====== Sağlanan malzeme ======
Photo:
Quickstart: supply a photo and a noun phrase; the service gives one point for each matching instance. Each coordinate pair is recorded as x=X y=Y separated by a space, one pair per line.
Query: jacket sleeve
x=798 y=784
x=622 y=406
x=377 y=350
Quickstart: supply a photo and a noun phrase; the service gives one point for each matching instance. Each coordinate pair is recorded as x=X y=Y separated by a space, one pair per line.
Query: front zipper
======
====== Sağlanan malzeme ======
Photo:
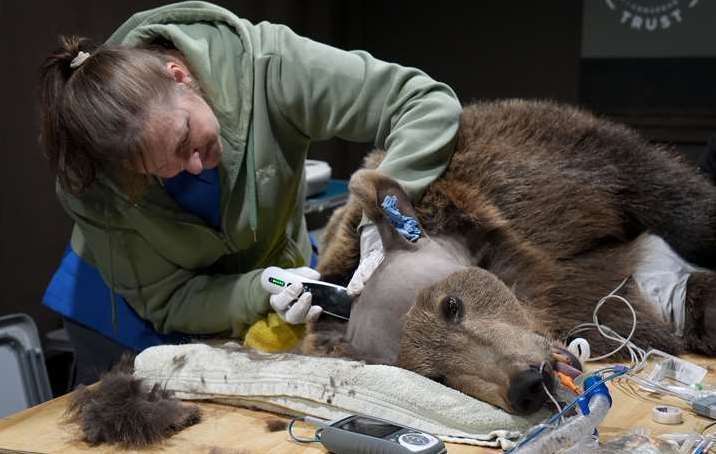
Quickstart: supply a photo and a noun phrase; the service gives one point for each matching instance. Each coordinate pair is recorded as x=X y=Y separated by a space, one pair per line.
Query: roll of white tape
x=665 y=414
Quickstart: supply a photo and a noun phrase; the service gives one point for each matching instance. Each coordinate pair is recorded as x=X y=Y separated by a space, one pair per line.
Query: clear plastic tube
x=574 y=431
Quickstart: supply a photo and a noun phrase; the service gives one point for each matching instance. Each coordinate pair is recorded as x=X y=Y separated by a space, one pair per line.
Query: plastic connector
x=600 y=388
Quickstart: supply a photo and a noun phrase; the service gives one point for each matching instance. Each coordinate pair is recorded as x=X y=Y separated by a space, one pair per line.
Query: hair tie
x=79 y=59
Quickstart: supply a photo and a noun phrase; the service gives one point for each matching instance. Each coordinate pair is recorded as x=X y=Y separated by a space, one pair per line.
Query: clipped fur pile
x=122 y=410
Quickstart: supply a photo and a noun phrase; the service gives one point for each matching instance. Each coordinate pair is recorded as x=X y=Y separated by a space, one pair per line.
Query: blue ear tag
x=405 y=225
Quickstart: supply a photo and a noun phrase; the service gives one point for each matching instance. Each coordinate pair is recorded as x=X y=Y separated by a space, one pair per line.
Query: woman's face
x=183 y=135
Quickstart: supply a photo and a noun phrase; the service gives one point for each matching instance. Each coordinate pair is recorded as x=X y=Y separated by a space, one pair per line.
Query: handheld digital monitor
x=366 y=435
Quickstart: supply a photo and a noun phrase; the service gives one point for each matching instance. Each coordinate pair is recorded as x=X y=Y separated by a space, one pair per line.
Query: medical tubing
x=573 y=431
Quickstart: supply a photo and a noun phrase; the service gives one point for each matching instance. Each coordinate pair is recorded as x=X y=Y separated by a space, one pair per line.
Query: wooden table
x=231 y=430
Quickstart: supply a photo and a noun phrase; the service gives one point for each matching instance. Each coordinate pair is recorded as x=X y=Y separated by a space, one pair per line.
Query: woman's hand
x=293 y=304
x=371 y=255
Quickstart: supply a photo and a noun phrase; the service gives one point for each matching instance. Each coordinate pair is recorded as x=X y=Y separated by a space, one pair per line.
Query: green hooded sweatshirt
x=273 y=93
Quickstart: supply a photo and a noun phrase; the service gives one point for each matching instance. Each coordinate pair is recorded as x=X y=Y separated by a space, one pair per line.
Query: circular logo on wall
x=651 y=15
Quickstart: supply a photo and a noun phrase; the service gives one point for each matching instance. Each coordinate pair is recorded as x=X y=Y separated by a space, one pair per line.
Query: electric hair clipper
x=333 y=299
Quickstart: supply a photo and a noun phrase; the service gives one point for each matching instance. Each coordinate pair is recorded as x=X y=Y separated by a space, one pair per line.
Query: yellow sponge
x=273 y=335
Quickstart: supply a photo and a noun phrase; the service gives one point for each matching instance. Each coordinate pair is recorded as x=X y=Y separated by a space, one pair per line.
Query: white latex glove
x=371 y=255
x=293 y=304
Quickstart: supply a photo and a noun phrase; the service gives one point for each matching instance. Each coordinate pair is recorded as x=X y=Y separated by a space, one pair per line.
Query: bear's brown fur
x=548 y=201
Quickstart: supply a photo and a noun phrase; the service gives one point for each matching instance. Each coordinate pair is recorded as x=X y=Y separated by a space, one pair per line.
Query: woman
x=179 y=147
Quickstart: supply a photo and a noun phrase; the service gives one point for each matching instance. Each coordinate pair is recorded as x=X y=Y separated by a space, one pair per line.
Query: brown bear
======
• **Görev gereksinimleri**
Yukarıdaki kayıtlarda "bear" kelimesini içeren her satırı bulun ve bu satırları olduğu gibi kopyalayın; büyük-küçük harf ayrımı dikkate alınmalıdır.

• **Yanıt**
Query: bear's brown fur
Query: brown bear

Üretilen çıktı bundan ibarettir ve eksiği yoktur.